Copy only this range: the line with "In the photo above, where can the textured" through the final line of the material, inclusive at both ends.

(Point labeling examples)
┄┄┄┄┄┄
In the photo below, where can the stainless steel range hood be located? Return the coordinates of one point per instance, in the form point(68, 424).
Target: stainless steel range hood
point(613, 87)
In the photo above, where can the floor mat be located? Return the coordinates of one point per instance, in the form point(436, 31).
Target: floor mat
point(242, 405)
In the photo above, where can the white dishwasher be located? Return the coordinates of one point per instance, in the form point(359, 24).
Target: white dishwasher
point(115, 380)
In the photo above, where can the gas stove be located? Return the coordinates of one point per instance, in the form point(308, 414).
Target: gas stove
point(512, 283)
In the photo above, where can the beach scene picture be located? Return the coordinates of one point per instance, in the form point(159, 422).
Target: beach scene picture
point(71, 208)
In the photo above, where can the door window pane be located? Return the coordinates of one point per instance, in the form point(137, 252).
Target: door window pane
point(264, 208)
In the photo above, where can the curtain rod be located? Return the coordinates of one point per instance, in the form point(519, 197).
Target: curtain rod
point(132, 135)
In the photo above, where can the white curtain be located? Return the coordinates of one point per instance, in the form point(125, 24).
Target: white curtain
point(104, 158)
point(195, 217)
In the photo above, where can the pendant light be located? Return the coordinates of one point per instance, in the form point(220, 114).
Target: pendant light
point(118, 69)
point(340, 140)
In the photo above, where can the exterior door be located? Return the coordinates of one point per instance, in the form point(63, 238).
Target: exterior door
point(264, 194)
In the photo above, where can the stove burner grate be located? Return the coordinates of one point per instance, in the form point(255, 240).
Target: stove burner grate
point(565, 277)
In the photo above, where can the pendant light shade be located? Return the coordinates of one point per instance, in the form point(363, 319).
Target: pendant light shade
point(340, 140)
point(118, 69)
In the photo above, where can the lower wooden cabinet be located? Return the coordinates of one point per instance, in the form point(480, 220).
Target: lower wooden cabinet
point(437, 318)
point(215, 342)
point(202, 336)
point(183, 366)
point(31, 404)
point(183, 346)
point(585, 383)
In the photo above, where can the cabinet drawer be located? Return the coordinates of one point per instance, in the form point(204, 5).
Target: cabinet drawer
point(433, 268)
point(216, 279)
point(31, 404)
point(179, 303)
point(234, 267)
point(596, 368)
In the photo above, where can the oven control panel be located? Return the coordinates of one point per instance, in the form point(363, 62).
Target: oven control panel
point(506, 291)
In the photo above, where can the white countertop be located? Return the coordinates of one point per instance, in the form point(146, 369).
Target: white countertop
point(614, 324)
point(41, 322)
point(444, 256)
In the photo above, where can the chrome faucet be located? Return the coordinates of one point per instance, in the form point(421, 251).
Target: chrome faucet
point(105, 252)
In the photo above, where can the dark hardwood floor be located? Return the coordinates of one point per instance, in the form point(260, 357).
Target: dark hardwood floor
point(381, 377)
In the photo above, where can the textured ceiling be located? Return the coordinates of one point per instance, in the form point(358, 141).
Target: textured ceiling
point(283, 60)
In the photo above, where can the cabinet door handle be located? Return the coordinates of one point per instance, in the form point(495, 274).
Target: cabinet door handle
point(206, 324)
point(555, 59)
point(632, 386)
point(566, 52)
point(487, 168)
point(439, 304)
┄┄┄┄┄┄
**Solution:**
In the photo above, where can the textured ceiling be located? Return the coordinates of one point per instance, in the form point(358, 141).
Target: textured ceiling
point(283, 60)
In the photo above, where can the cabinet door handle be located? Return the coordinates of one point per instance, in the form point(495, 274).
Target: cabinet door handle
point(206, 324)
point(555, 59)
point(632, 386)
point(566, 52)
point(487, 168)
point(439, 304)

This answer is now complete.